(Short exercise) Reproduce the lines from the line containing "segment returns the" up to and including the line containing "M 173 45 L 175", substituting "hood ornament" for "roof ornament" and leaving everything else unchanged.

(The input)
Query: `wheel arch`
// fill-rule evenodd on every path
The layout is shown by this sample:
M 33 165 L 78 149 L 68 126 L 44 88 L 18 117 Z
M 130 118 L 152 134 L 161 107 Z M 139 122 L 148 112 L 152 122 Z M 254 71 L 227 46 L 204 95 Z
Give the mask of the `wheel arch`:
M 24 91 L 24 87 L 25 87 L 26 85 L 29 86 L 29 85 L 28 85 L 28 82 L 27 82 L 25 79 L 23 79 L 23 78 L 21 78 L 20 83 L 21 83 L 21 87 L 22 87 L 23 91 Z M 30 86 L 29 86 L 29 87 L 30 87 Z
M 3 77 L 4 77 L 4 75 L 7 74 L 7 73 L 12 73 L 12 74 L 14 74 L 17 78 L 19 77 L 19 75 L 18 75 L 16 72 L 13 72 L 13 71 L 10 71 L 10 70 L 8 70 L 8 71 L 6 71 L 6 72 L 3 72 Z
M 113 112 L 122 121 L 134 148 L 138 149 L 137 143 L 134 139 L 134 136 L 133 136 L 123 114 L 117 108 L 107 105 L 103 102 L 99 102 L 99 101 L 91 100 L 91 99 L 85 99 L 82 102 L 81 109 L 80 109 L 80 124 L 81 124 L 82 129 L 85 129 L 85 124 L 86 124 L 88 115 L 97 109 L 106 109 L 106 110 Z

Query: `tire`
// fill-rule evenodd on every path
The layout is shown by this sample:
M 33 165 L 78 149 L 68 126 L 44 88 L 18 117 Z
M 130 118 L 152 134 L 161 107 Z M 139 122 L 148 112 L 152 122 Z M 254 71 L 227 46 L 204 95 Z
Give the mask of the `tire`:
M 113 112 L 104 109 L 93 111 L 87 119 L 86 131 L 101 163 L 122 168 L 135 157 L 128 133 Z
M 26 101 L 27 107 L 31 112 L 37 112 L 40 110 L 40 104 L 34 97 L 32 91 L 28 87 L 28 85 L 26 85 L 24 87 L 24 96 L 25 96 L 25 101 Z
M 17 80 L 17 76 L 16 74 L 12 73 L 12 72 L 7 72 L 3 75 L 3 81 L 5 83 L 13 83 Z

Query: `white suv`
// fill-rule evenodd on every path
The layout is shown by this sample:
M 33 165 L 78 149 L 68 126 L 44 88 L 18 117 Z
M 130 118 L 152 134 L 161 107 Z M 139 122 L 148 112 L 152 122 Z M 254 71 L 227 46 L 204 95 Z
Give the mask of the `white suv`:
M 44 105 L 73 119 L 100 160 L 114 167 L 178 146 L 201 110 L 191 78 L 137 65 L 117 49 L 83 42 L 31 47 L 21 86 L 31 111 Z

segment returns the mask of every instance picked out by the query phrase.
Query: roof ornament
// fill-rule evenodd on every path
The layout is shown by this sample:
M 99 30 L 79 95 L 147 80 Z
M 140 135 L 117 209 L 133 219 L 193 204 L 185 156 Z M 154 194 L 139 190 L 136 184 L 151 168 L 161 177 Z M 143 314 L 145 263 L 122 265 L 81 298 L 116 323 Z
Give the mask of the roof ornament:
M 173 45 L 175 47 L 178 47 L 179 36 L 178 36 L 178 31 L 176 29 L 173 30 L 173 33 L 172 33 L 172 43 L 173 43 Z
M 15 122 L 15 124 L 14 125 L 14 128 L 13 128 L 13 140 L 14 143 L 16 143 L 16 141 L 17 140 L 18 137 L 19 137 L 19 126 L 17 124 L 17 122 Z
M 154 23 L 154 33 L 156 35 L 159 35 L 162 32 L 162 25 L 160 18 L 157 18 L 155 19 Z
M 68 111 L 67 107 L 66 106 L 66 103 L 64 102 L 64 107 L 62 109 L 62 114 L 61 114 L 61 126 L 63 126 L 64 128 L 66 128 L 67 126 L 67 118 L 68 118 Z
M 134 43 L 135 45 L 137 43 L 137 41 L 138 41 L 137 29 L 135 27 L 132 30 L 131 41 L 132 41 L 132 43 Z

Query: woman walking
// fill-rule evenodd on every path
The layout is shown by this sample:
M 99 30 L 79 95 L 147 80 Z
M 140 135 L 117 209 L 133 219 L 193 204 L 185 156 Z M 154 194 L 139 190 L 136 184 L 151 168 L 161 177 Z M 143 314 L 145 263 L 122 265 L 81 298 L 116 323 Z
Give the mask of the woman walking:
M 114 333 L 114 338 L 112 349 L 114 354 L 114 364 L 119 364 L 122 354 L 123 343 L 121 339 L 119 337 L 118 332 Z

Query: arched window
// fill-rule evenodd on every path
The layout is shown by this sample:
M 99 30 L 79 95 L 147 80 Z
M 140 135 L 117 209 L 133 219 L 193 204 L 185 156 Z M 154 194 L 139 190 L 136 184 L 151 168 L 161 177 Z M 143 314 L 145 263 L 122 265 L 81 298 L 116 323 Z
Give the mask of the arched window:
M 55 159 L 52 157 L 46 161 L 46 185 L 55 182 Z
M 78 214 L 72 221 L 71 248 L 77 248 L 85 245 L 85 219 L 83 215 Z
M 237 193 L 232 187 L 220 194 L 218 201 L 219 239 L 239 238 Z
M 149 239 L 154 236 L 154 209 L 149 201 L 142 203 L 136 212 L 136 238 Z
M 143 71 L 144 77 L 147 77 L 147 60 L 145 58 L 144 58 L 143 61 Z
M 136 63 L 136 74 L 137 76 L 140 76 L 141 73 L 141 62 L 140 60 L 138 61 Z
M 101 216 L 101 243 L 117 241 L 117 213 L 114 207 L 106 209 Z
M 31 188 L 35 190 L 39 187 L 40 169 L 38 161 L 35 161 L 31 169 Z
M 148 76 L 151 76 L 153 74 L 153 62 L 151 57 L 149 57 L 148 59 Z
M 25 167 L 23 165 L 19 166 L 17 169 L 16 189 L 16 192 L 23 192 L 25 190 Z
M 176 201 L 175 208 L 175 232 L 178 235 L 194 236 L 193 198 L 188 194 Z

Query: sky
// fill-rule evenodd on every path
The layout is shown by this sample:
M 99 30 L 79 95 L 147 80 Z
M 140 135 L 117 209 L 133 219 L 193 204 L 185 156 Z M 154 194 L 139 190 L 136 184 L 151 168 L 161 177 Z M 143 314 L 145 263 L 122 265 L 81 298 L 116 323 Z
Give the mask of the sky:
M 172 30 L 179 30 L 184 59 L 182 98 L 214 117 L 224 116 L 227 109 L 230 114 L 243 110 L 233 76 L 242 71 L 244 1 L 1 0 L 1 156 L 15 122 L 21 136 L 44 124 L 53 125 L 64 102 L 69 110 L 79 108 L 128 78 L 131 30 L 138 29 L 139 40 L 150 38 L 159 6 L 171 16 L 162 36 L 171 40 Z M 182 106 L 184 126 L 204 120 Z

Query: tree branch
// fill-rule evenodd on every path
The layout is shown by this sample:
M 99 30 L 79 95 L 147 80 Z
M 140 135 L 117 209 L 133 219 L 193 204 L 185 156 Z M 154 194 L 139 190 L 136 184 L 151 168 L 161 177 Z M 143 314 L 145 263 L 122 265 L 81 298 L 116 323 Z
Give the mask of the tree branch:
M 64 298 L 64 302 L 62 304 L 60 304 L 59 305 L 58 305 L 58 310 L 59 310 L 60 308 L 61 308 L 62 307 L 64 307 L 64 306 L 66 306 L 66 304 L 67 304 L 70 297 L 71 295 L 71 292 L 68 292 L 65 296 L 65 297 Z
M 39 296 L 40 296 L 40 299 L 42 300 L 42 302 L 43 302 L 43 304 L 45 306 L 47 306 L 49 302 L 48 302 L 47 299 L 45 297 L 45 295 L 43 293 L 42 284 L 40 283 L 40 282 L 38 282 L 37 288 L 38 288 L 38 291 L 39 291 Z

(Correct response)
segment returns the mask of every instance picked out by the query phrase.
Query: hood ornament
// fill-rule evenodd on every path
The layout is shown by this sample:
M 99 30 L 79 95 L 147 80 Z
M 140 135 L 117 209 L 133 219 L 193 204 L 185 156 Z M 154 194 L 139 190 L 136 184 L 151 168 L 161 177 Z M 143 314 L 145 263 L 122 265 L 81 298 L 116 323 Z
Give the mask of the hood ornament:
M 173 45 L 175 47 L 178 47 L 179 36 L 178 36 L 178 31 L 176 29 L 173 30 L 173 33 L 172 33 L 172 43 L 173 43 Z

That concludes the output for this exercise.